Task requirements: Set out the material below as a numbered list with one line per item, and leave out any blank lines.

Provided material:
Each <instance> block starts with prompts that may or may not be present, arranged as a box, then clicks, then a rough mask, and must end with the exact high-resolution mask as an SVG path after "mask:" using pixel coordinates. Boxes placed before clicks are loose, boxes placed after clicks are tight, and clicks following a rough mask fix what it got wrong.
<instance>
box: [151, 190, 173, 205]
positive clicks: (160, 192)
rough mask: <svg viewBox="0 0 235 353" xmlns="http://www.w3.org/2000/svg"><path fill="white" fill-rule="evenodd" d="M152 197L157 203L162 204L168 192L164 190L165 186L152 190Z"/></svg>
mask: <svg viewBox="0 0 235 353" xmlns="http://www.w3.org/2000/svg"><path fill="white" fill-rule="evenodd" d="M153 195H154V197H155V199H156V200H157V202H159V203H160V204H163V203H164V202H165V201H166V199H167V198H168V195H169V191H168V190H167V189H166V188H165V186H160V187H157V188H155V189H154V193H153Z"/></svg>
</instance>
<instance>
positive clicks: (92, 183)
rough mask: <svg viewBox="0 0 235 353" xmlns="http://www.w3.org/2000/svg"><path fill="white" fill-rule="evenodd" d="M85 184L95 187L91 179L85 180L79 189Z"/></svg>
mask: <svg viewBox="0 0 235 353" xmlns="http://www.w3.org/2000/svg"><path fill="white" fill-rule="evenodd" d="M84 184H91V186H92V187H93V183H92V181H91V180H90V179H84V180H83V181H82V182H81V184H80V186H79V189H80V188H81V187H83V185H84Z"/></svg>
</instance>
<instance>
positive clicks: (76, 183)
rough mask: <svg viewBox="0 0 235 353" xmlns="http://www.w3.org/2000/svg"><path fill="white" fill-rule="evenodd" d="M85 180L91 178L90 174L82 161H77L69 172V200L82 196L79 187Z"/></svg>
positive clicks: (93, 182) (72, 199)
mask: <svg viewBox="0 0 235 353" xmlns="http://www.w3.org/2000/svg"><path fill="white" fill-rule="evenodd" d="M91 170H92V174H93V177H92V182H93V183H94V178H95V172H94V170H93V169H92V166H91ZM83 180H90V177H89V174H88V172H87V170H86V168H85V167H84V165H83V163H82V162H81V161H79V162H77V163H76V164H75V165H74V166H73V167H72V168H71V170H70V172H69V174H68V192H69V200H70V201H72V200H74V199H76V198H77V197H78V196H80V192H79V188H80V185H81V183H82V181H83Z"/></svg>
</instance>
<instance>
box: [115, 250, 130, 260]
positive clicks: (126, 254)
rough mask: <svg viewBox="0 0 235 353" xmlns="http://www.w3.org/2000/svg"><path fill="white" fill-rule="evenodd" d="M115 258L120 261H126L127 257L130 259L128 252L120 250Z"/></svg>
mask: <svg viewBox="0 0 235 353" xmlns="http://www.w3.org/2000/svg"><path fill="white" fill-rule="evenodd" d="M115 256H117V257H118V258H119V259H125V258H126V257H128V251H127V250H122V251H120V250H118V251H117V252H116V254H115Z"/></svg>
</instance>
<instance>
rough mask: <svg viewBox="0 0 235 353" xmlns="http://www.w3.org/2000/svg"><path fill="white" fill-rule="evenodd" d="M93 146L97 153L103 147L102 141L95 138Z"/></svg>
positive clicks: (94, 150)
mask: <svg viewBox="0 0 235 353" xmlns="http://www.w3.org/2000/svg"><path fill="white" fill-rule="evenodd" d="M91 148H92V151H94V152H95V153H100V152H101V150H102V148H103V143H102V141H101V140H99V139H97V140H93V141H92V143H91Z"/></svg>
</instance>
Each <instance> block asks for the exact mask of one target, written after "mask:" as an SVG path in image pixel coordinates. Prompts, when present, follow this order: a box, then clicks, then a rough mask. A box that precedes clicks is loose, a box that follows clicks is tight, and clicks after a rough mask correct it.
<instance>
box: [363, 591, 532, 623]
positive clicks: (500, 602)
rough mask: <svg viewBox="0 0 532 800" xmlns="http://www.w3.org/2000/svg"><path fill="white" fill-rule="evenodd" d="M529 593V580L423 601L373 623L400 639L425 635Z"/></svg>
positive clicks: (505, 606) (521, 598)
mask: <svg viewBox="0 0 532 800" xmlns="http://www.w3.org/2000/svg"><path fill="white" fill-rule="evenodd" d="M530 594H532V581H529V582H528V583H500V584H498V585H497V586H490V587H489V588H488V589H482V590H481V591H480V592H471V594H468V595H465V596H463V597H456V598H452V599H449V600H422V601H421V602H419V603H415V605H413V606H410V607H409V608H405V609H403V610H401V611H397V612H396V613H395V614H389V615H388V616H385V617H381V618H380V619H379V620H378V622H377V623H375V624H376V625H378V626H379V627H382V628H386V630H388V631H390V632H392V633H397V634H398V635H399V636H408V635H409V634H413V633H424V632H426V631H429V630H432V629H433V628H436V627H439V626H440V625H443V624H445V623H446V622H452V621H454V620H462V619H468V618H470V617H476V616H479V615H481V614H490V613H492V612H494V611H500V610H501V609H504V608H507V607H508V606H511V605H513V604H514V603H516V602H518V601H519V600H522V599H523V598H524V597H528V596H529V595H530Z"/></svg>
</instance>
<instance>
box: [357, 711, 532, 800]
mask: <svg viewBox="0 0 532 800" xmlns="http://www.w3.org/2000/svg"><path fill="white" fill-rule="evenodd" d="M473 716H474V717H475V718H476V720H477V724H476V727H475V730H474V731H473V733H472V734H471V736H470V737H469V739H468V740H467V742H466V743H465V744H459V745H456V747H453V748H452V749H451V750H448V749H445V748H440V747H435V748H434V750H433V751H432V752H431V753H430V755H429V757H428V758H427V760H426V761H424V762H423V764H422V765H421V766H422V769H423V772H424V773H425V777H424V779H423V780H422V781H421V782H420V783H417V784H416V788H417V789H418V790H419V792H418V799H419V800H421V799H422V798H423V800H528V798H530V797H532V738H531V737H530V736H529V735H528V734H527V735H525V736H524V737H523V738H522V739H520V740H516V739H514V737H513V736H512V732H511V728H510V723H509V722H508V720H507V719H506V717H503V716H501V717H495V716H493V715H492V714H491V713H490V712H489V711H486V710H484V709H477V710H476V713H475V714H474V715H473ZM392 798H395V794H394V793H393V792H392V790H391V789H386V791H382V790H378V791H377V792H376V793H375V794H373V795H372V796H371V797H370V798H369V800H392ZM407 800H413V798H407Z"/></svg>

Answer to this task:
1. Each <instance> block starts with prompts that may or may not be present, arranged as a box, then clicks, then a rough mask, and must end with the exact high-resolution mask as an SVG path after "mask:" using pixel coordinates. Boxes placed before clicks are loose, boxes placed after clicks are tight, and clicks following a rough mask fix what it got wrong.
2. <instance>
3. box: [151, 190, 173, 205]
4. positive clicks: (160, 192)
5. rough mask: <svg viewBox="0 0 235 353" xmlns="http://www.w3.org/2000/svg"><path fill="white" fill-rule="evenodd" d="M152 197L157 203L162 204L168 192L164 190L165 186L152 190Z"/></svg>
6. mask: <svg viewBox="0 0 235 353" xmlns="http://www.w3.org/2000/svg"><path fill="white" fill-rule="evenodd" d="M153 195H154V197H155V199H156V200H157V202H159V203H160V204H163V203H164V202H165V201H166V199H167V198H168V195H169V191H168V190H167V189H166V188H165V186H160V187H157V188H155V189H154V193H153Z"/></svg>
7. </instance>
8. <instance>
9. positive clicks: (92, 183)
10. rough mask: <svg viewBox="0 0 235 353" xmlns="http://www.w3.org/2000/svg"><path fill="white" fill-rule="evenodd" d="M85 184L95 187L91 179L85 180L79 189Z"/></svg>
11. mask: <svg viewBox="0 0 235 353" xmlns="http://www.w3.org/2000/svg"><path fill="white" fill-rule="evenodd" d="M84 184H91V186H92V187H93V183H92V181H91V180H90V179H84V180H83V181H82V182H81V184H80V186H79V189H80V188H81V187H83V185H84Z"/></svg>
12. </instance>
13. <instance>
14. positive clicks: (76, 183)
15. rough mask: <svg viewBox="0 0 235 353" xmlns="http://www.w3.org/2000/svg"><path fill="white" fill-rule="evenodd" d="M85 180L91 178L90 174L82 161H77L69 172V200L82 196L79 187Z"/></svg>
16. positive clicks: (93, 182) (72, 199)
17. mask: <svg viewBox="0 0 235 353" xmlns="http://www.w3.org/2000/svg"><path fill="white" fill-rule="evenodd" d="M91 170H92V174H93V177H92V182H93V183H94V178H95V172H94V170H93V169H92V166H91ZM83 180H90V177H89V174H88V172H87V170H86V168H85V167H84V165H83V163H82V162H81V161H79V162H77V163H76V164H75V165H74V166H73V167H72V168H71V170H70V172H69V174H68V192H69V200H70V201H72V200H74V199H76V198H77V197H78V196H80V192H79V188H80V185H81V183H82V181H83Z"/></svg>
18. </instance>
19. <instance>
20. box: [115, 250, 130, 260]
21. positive clicks: (126, 254)
22. rough mask: <svg viewBox="0 0 235 353" xmlns="http://www.w3.org/2000/svg"><path fill="white" fill-rule="evenodd" d="M115 258L120 261H126L127 257L130 259L128 252L120 250Z"/></svg>
23. mask: <svg viewBox="0 0 235 353" xmlns="http://www.w3.org/2000/svg"><path fill="white" fill-rule="evenodd" d="M115 256H117V257H118V258H119V259H125V258H126V257H128V251H127V250H122V251H120V250H118V251H117V252H116V254H115Z"/></svg>
24. </instance>
25. <instance>
26. rough mask: <svg viewBox="0 0 235 353" xmlns="http://www.w3.org/2000/svg"><path fill="white" fill-rule="evenodd" d="M93 146L97 153L103 147L102 141L95 138Z"/></svg>
27. positive clicks: (94, 150)
28. mask: <svg viewBox="0 0 235 353" xmlns="http://www.w3.org/2000/svg"><path fill="white" fill-rule="evenodd" d="M91 148H92V151H94V152H95V153H100V152H101V150H102V148H103V143H102V141H101V140H99V139H97V140H93V141H92V143H91Z"/></svg>
29. </instance>
30. Each <instance> block asks for the exact mask of one target, written after "mask:" as an SVG path in image pixel coordinates. Prompts, when present, follow this order: a box, then clicks, then a rough mask. A box that precedes clicks is loose, a box that follows clicks is tight, and clicks after a rough mask correct it.
31. <instance>
32. box: [363, 591, 532, 623]
33. positive clicks: (500, 602)
34. rough mask: <svg viewBox="0 0 532 800" xmlns="http://www.w3.org/2000/svg"><path fill="white" fill-rule="evenodd" d="M529 593V580L423 601L373 623L400 639L425 635Z"/></svg>
35. positive clicks: (505, 606) (521, 598)
36. mask: <svg viewBox="0 0 532 800" xmlns="http://www.w3.org/2000/svg"><path fill="white" fill-rule="evenodd" d="M530 594H532V581H529V582H528V583H500V584H498V585H497V586H490V587H489V588H488V589H482V590H481V591H480V592H471V594H468V595H465V596H463V597H456V598H452V599H449V600H422V601H421V602H419V603H415V605H413V606H410V607H409V608H405V609H403V610H401V611H397V612H396V613H395V614H389V615H388V616H385V617H381V618H380V619H379V620H378V622H377V623H375V624H376V625H378V626H379V627H382V628H386V630H388V631H390V632H392V633H397V634H398V635H399V636H408V635H409V634H413V633H424V632H426V631H429V630H432V629H433V628H436V627H439V626H440V625H443V624H445V623H446V622H452V621H454V620H462V619H468V618H470V617H476V616H479V615H481V614H490V613H492V612H494V611H500V610H501V609H504V608H507V607H508V606H511V605H513V604H514V603H516V602H518V601H519V600H522V599H523V598H524V597H528V596H529V595H530Z"/></svg>
37. </instance>
38. <instance>
39. box: [357, 711, 532, 800]
40. mask: <svg viewBox="0 0 532 800" xmlns="http://www.w3.org/2000/svg"><path fill="white" fill-rule="evenodd" d="M473 716H474V717H475V718H476V720H477V724H476V727H475V730H474V731H473V733H472V734H471V736H470V737H469V739H468V740H467V742H466V743H465V744H459V745H456V747H453V748H452V749H451V750H448V749H445V748H440V747H435V748H434V750H433V751H432V752H431V753H430V755H429V757H428V758H427V760H426V761H424V762H423V764H422V765H421V766H422V769H423V772H424V773H425V777H424V779H423V780H422V781H421V782H420V783H417V784H416V788H417V789H418V790H419V792H418V799H419V800H421V799H422V798H423V800H528V798H530V797H532V738H531V737H530V736H529V735H528V734H527V735H525V736H524V737H523V738H522V739H520V740H516V739H514V737H513V736H512V732H511V728H510V723H509V722H508V720H507V719H506V717H503V716H501V717H495V716H493V715H492V714H491V713H490V712H489V711H486V710H484V709H477V710H476V713H475V714H474V715H473ZM392 798H395V794H394V793H393V792H392V790H391V789H386V791H382V790H378V791H377V792H376V793H375V794H373V795H372V796H371V797H370V798H369V800H392ZM407 800H413V798H407Z"/></svg>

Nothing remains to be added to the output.